Stored data:

——

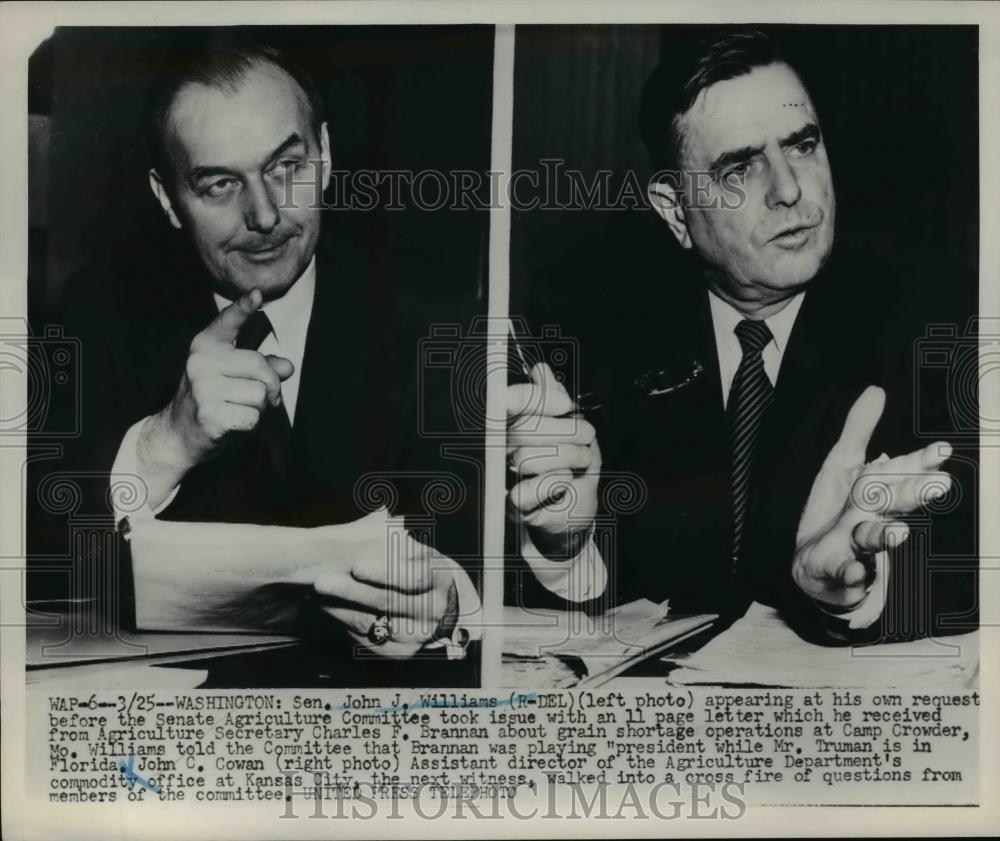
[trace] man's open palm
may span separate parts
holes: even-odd
[[[875,554],[909,536],[898,516],[943,496],[951,486],[951,477],[938,469],[951,455],[944,442],[865,464],[884,407],[885,392],[875,386],[855,401],[799,521],[792,576],[808,596],[832,607],[861,602]]]

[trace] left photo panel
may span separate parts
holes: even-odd
[[[492,26],[29,63],[29,684],[477,687]]]

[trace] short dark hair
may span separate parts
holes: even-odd
[[[748,27],[716,28],[707,37],[671,48],[642,89],[639,130],[657,170],[679,170],[683,137],[680,118],[703,90],[745,76],[757,67],[784,61],[774,39]]]
[[[154,85],[149,100],[146,127],[152,164],[161,177],[171,177],[166,149],[167,118],[174,100],[188,85],[205,85],[235,92],[247,73],[261,65],[283,70],[302,88],[312,112],[316,137],[324,119],[323,96],[308,73],[277,47],[254,42],[221,42],[186,45],[171,50],[165,72]]]

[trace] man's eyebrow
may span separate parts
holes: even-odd
[[[781,146],[782,149],[787,149],[790,146],[798,146],[804,140],[819,140],[819,138],[819,127],[815,123],[807,123],[802,126],[802,128],[793,131],[787,137],[783,137],[779,141],[778,145]],[[728,152],[723,152],[719,155],[719,157],[712,161],[708,167],[709,171],[719,172],[727,166],[745,163],[754,155],[759,155],[763,151],[763,146],[743,146],[740,149],[731,149]]]
[[[297,131],[293,131],[288,137],[284,139],[282,144],[275,149],[270,155],[267,156],[267,163],[271,163],[275,158],[280,157],[293,146],[304,146],[305,141],[299,136]]]
[[[819,140],[819,137],[819,126],[815,123],[807,123],[798,131],[793,131],[788,137],[782,138],[778,145],[782,149],[787,149],[789,146],[798,146],[804,140]]]
[[[303,145],[304,142],[298,132],[292,132],[267,156],[264,165],[266,166],[271,163],[275,158],[280,157],[292,147]],[[212,178],[216,175],[239,175],[239,173],[224,166],[196,166],[191,170],[189,177],[192,182],[196,182],[201,181],[203,178]]]
[[[754,155],[759,155],[764,151],[763,146],[744,146],[741,149],[731,149],[723,152],[712,163],[709,164],[710,172],[718,172],[733,164],[741,164],[750,160]]]

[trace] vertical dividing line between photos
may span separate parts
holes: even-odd
[[[511,168],[514,122],[514,26],[497,25],[493,41],[493,139],[490,170]],[[490,197],[489,329],[486,331],[485,493],[483,494],[482,685],[500,684],[503,642],[503,558],[507,445],[507,315],[510,304],[510,207],[506,178],[492,175]]]

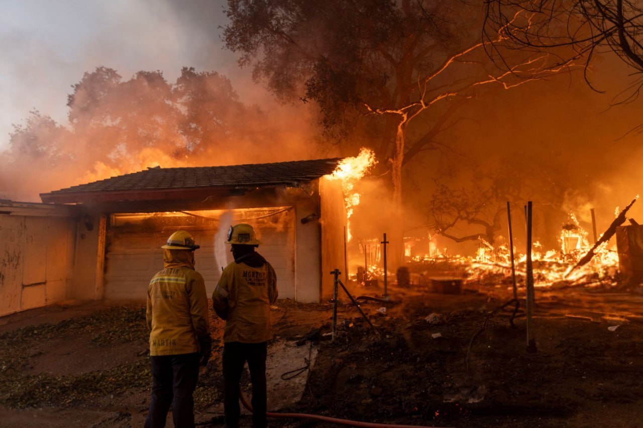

——

Task description: Which lines in the items above contain the string "trace", with case counting? Copy each such line in full.

Exercise answer:
[trace] man's open palm
[trace] left photo panel
[trace] short dark hair
[trace] man's eyebrow
[trace] vertical dividing line between photos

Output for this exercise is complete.